- _THE TASK_
Shift every point in the answers of all the records below by adding 4 to each of its coordinates, then write out all the lines again, including the requests. Leave the pictures out of your answer.

- _DATA SECTION_

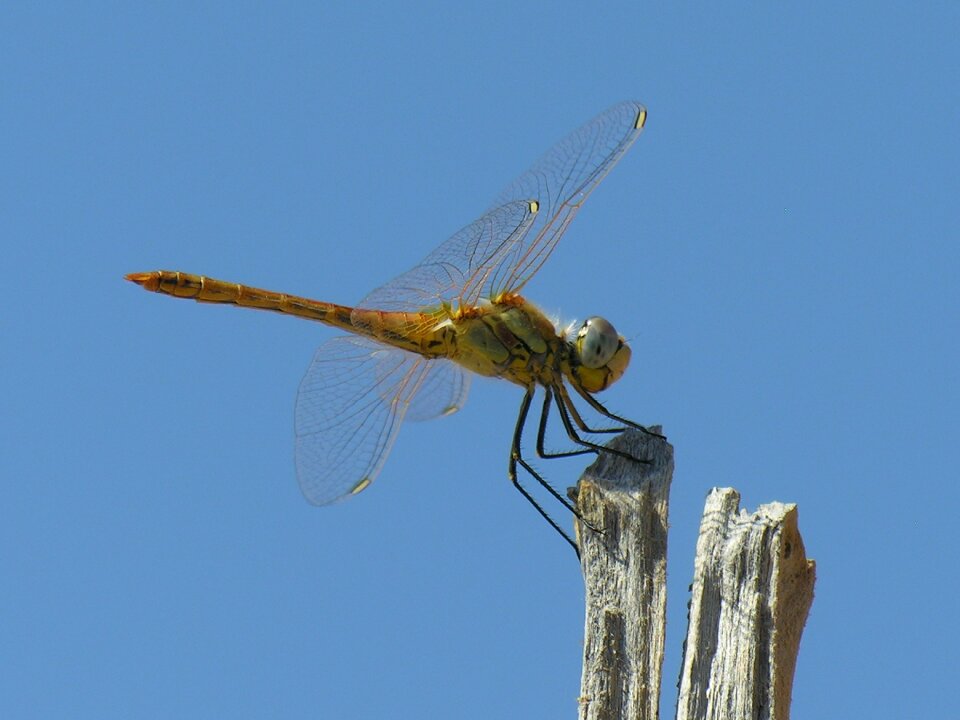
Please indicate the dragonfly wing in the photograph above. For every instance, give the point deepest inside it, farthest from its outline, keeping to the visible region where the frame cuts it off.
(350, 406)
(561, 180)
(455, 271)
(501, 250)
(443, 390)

- _CORRECT OUTPUT_
Please indicate the dragonfly wing in the photograph above. For every instance, give the point deepest inside it, farthest from its outline, keeping to the visible region where the frame cuts it off.
(354, 410)
(565, 184)
(459, 275)
(505, 254)
(447, 394)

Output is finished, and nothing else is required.